- **WRITTEN TASK 1**
Answer these questions about the opinion piece on Romney's trip abroad:
(a) Which three countries did Romney visit?
(b) In which years was William J. Bennett U.S. secretary of education?
(c) Who asked Romney the question about Britain's readiness for the Olympics?
- **WRITTEN TASK 2**
From the opinion piece on Romney's trip abroad, pull out everything from "STORY HIGHLIGHTS" down to "George H.W. Bush.", word for word.

- **SELECTED EXCERPT**
BEGIN

Skip to main content
Part of complete coverage on
 

On world stage, Romney showed smarts

By William J. Bennett, CNN Contributor
updated 3:15 PM EDT, Thu August 2, 2012
Mitt Romney and his wife, Ann, after a visit Tuesday to the Monument to the Ghetto Heroes in Warsaw, Poland.
Mitt Romney and his wife, Ann, after a visit Tuesday to the Monument to the Ghetto Heroes in Warsaw, Poland.
STORY HIGHLIGHTS
  • William Bennett: In his trip to England, Israel and Poland, Mitt Romney blazed his own trail
  • In Israel, he forcefully sought bolder action against Iran, Bennett says
  • Bennett: In Poland, Romney offered a full embrace of Lech Walesa and the Polish people
  • If you doubt Romney's political adroitness, note his respect for Catholicism, Bennett says

Editor's note: William J. Bennett, a CNN contributor, is the author of "The Book of Man: Readings on the Path to Manhood." He was U.S. secretary of education from 1985 to 1988 and director of the Office of National Drug Control Policy under President George H.W. Bush.

(CNN) -- For the past week, Mitt Romney brought his presidential campaign abroad to England, Israel and Poland, leaving his initial footprint on the foreign policy landscape. He may have ventured off path once or twice, but, to paraphrase J.R.R Tolkien, not all those who travel are lost. He blazed his own trail, one that will do him much good at home and abroad.

Before he even left for London, liberal commentators, on both sides of the Atlantic, jumped all over his alleged gaffe on Britain's readiness for the Olympics. Romney was asked a question by Brian Williams, which he answered like a technocrat, an expert, and one of the few men in the world who has run an Olympic Games.

END

[Point labeling dataset excerpts]
BEGIN

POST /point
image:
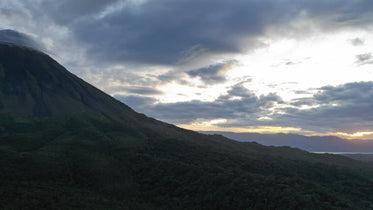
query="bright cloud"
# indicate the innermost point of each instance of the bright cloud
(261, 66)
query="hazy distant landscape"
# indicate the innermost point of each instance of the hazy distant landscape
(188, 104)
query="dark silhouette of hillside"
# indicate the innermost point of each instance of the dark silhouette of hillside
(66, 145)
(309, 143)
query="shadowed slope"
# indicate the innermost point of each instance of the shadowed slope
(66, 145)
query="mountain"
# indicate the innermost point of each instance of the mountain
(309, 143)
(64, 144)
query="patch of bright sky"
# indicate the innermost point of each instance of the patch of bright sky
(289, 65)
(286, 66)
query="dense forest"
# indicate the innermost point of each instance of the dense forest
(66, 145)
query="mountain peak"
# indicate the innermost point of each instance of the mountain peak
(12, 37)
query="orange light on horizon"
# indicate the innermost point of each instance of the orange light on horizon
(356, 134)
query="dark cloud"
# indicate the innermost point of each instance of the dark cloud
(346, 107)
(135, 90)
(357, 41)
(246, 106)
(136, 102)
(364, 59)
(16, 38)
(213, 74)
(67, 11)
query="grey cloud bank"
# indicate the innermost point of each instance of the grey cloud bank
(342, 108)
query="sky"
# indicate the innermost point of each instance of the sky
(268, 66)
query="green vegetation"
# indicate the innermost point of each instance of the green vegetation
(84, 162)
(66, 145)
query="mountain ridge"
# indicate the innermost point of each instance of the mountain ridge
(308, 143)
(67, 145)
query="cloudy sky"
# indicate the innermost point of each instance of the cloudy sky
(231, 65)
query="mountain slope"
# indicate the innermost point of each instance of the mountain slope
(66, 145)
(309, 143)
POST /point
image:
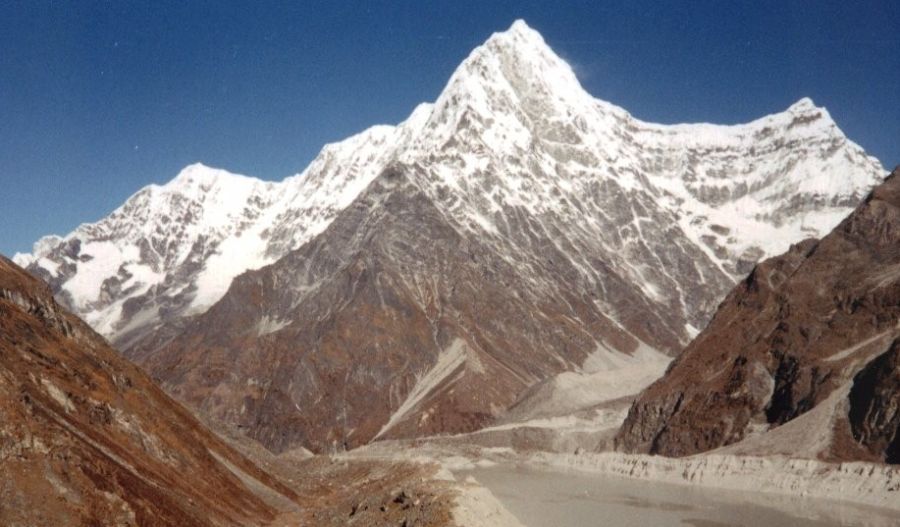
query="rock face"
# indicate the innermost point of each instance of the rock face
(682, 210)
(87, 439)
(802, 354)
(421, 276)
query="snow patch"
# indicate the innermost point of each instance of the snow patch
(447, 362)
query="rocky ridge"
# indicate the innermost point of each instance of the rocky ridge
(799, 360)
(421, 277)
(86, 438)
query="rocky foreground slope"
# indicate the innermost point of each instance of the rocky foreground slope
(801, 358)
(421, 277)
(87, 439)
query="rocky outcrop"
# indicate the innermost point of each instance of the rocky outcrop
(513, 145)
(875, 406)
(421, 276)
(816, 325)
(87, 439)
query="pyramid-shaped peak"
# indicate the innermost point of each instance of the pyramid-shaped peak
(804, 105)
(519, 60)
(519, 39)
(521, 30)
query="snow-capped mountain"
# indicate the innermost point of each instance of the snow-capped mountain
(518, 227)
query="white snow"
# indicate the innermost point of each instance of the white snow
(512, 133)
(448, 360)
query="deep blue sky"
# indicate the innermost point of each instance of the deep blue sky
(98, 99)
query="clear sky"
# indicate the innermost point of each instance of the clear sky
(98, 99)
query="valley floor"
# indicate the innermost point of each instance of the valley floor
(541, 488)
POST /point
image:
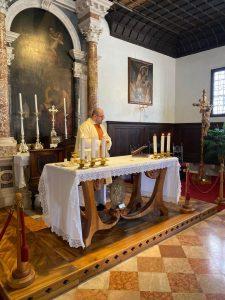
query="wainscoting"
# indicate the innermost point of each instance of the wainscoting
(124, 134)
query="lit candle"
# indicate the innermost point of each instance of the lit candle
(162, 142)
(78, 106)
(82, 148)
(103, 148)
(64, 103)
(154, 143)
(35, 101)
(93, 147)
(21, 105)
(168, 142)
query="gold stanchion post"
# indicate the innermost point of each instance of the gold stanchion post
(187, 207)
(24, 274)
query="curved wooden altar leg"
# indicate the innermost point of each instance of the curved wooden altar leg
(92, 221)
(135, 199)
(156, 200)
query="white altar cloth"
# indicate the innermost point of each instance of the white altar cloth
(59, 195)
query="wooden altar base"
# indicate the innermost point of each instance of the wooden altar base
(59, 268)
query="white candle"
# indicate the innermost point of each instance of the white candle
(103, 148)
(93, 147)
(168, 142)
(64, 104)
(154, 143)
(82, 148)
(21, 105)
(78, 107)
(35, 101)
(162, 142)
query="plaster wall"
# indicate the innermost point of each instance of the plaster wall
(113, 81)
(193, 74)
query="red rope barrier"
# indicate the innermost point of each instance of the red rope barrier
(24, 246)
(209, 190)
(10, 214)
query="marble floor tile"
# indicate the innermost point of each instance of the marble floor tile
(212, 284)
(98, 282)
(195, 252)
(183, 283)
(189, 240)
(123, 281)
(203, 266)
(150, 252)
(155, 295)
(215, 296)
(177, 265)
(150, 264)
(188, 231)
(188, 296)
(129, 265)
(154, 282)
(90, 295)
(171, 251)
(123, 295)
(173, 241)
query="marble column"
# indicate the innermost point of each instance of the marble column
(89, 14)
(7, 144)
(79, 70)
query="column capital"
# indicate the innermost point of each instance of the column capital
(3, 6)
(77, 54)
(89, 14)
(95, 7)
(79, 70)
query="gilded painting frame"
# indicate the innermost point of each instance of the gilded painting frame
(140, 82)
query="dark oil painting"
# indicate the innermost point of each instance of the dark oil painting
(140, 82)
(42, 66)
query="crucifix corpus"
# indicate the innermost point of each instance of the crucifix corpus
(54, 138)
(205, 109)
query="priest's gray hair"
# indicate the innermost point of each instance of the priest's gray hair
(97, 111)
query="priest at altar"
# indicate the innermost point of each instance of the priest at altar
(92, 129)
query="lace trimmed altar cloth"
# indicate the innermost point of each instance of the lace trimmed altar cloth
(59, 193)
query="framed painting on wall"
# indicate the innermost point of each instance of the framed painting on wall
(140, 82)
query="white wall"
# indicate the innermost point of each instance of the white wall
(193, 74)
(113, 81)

END
BEGIN

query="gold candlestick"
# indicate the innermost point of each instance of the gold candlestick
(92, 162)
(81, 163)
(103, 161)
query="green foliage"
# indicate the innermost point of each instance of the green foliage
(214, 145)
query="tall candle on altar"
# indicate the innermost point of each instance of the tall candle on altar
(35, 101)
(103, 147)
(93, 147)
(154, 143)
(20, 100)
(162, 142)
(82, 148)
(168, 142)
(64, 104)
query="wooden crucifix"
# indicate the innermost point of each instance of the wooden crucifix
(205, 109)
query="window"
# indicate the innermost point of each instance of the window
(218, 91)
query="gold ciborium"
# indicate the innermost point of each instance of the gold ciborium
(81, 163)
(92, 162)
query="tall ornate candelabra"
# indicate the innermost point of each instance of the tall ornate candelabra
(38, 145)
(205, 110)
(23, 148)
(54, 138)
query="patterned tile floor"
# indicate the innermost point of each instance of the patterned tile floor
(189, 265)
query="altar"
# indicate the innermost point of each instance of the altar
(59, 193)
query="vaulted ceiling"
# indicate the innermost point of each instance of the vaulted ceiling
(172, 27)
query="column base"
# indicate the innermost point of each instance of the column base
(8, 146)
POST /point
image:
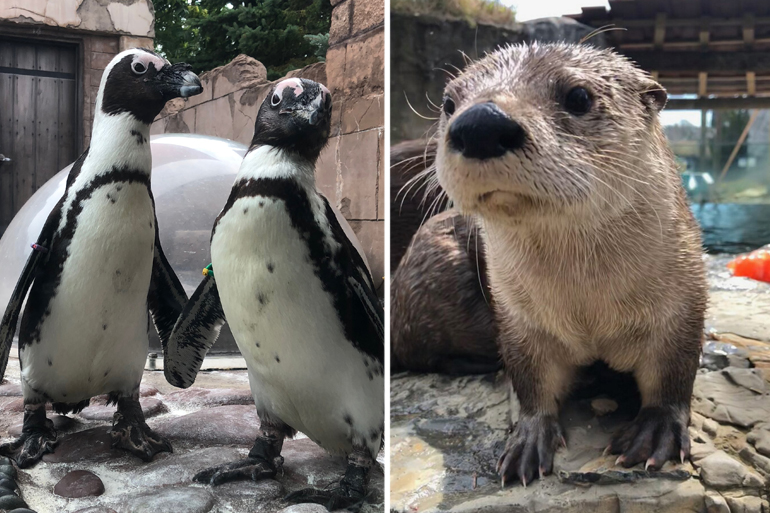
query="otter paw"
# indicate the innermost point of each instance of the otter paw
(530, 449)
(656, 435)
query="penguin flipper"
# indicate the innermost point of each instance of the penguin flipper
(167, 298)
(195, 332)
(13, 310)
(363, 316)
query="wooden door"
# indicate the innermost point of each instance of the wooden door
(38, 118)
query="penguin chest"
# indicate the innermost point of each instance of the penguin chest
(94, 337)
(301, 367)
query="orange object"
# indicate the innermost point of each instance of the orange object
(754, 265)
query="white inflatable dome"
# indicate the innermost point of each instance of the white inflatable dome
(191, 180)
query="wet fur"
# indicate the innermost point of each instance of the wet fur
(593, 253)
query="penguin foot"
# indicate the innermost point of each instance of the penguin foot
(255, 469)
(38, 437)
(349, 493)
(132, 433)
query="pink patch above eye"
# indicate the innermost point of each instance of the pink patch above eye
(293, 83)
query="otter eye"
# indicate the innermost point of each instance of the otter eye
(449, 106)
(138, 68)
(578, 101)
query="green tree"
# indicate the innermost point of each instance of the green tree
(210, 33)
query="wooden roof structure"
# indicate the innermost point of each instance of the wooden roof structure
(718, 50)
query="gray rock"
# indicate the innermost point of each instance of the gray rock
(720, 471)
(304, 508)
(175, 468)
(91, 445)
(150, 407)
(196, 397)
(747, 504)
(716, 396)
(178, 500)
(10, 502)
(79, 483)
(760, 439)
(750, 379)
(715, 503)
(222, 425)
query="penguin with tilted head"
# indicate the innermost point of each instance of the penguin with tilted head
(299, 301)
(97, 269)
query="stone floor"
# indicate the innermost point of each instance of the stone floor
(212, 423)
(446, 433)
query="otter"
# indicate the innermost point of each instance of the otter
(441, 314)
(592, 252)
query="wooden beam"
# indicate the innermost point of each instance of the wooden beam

END
BEGIN

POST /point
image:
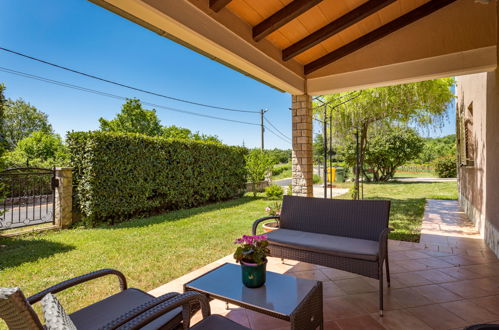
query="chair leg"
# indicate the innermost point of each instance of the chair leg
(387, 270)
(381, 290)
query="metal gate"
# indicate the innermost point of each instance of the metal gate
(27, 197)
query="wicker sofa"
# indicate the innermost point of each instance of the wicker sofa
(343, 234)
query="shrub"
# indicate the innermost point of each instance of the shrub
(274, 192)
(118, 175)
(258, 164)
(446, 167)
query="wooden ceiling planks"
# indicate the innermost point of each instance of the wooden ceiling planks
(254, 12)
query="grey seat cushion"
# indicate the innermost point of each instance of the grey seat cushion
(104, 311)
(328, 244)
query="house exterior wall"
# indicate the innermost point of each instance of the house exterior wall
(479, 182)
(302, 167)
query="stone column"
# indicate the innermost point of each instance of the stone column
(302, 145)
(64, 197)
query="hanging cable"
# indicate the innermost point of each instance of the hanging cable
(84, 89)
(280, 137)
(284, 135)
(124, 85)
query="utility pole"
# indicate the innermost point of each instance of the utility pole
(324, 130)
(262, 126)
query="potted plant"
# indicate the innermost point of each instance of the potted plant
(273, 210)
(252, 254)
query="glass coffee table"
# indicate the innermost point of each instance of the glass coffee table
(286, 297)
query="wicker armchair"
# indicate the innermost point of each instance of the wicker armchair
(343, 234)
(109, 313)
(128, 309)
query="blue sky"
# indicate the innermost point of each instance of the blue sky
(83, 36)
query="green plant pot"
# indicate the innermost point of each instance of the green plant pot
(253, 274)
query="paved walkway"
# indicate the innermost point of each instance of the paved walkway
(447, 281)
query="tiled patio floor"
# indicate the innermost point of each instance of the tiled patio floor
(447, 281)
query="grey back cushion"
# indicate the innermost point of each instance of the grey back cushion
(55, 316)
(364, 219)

END

- **EXERCISE OUTPUT 1**
(a) England, Israel and Poland
(b) 1985 to 1988
(c) Brian Williams

- **EXERCISE OUTPUT 2**
STORY HIGHLIGHTS
  • William Bennett: In his trip to England, Israel and Poland, Mitt Romney blazed his own trail
  • In Israel, he forcefully sought bolder action against Iran, Bennett says
  • Bennett: In Poland, Romney offered a full embrace of Lech Walesa and the Polish people
  • If you doubt Romney's political adroitness, note his respect for Catholicism, Bennett says

Editor's note: William J. Bennett, a CNN contributor, is the author of "The Book of Man: Readings on the Path to Manhood." He was U.S. secretary of education from 1985 to 1988 and director of the Office of National Drug Control Policy under President George H.W. Bush.